* [Text to read]:
○ ○ ○ ○
Basics of Quantitative Data Analysis

The Importance of Data

  • Statistics and data are crucial for evidence-based decision-making.
  • Statistics originates from the Latin "statistical," referring to state affairs.
  • Data comes from the Latin "datum," meaning given.
  • Data and statistics provide a foundation for truth and informed arguments.
  • Student unions are using evidence-based approaches for campaigns and policy.
  • The National Student Survey (NSS) aids students in making choices and helps institutions understand their students.
  • Student unions use NSS data to drive educational change.

Quantitative Data Analysis: Key Terms

  • Population: The entire group of interest (e.g., all final year undergraduate students).
  • For NSS, population includes all final year undergraduates at a specific university/college or in the UK.
  • Sample: A subset of the population from which data is collected (e.g., students who completed the NSS).
  • A sample is a group of people whose data is being examined.
  • Representativeness:
    • Essential for accurate quantitative data analysis.
    • The sample must reflect the demographic characteristics of the broader population.
    • Ensuring representativeness involves:
      • High response rates.
      • Inclusion of students from diverse courses and backgrounds.
  • Descriptive Statistics:
    • Describes findings from the sample.
    • Does not infer anything about the broader population.
    • Example: "85% of survey respondents agreed…"
  • Inferential Statistics:
    • Infers characteristics about the larger population based on the sample.
    • Relies on sound methodology, analysis, and interpretation.
    • Statistical and significance tests are used to validate claims and assess the sample's reflection of larger population trends.

Univariate vs. Bivariate Analysis

  • Univariate Description:
    • An individual fact about a specific group.
    • Example: "190 MPs are women."
    • Full name: univariate descriptive sample statistics.
      • Univariate: one variable.
      • Descriptive: doesn't infer about the population.
      • Sample: based on an observed group
    • Simply states a fact without context or interpretation.
○ ○ ○ ○
* [Requirement 1]:
According to the notes on quantitative data analysis, what Latin word does "data" come from, and what does that word mean?
* [Requirement 2]:
Decide whether each statement agrees with the notes on quantitative data analysis. Answer yes or no for each and quote the words of the notes that settle it.
(a) Descriptive statistics infer characteristics of the broader population.
(b) High response rates are one way of ensuring representativeness.
(c) The example of a univariate description is "85% of survey respondents agreed…"
* [Requirement 3]:
Write the next part of the notes on quantitative data analysis, picking up after their final point.

Outline labeling records:
○ ○ ○ ○
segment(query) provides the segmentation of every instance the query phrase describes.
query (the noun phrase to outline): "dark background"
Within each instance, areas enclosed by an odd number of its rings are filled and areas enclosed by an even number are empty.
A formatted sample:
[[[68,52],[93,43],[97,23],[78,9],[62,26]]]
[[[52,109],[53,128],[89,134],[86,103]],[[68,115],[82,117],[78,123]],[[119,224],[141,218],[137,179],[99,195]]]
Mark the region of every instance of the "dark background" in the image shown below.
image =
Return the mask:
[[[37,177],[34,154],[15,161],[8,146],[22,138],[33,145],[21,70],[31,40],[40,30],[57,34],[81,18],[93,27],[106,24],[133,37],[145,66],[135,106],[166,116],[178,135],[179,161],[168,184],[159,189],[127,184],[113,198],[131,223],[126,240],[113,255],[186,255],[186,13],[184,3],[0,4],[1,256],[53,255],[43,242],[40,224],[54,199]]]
○ ○ ○ ○
* [Exercise response 1]:
It comes from "datum," meaning given.

* [Exercise response 2]:
(a) No: "Does not infer anything about the broader population."
(b) Yes: "Ensuring representativeness involves:" followed by "High response rates."
(c) No: "Example: "190 MPs are women.""

* [Exercise response 3]:
  • Bivariate Analysis:
    • Examines the relationship between two variables.
    • Explores whether variation in one variable coincides with variation in another.
    • Example: Student Union satisfaction scores in London compared to the rest of the UK.
      • London students' union scores are, on average, four points lower than the UK average.
      • Suggests location might relate to lower satisfaction, but the nature of the relationship is unknown.
  • The trick for a good data analyst is to make their findings insightful and impactful.
  • Presenting data clearly makes descriptive statistics a powerful argument against injustice.

Correlation

  • Correlation measures the association between two variables.
  • It indicates the direction (positive or negative) and strength of the association.
  • Correlation coefficient (r) is used to measure correlation.
    • r ranges from -1 to 1.
      • 0: No association.
      • -1: Perfect negative correlation.
      • 1: Perfect positive correlation.
  • Scatter plots visually represent correlation by plotting one variable on each axis.
  • A line of best fit can illustrate the strength and direction of a correlation.
    • The steepness of the line show the strength of the correlation.
    • The direction indicates whether the correlation is positive or negative.

Important Considerations Regarding Correlation:

  • Correlation does not equal causation.
  • Just because two variables are correlated does not mean that one causes the other.
  • Third Variable Problem:
    • A third, unmeasured variable might be influencing both variables.
    • Example: Correlation between number of cats and mice in a street may be impacted by a third varibale: new location of cheese shop nearby.
  • Direction of Causality Problem:
    • Correlation does not indicate which variable causes the change in the other.
    • Example: It's assumed cats are eating mice. But what if mutated mice compete with cats which deters them from being in the area?
  • Human input and knowledge of the world are crucial when interpreting correlations.

Proving Causality

  • To prove that one thing causes another, you need to establish:
    • Statistical association or correlation.
    • Temporal precedence: the cause must precede the effect.
    • Ruling out alternative explanations: if you can't reject alternative explanations, you can't demonstrate causality.
  • Correlation doesn't imply cause and effect.

Significance Testing

  • Significance testing determines the accuracy of inferring sample results to the wider population.
  • Example: If 75% of 2,000 students surveyed indicate a 64% satisfaction rate, how confident can we be that this figure represents all 2,000 students?
  • It assesses the confidence level in generalizing findings to the population.
  • A significance level is used, commonly 95% in social research.
    • 95% confidence level means a 5% risk of being wrong.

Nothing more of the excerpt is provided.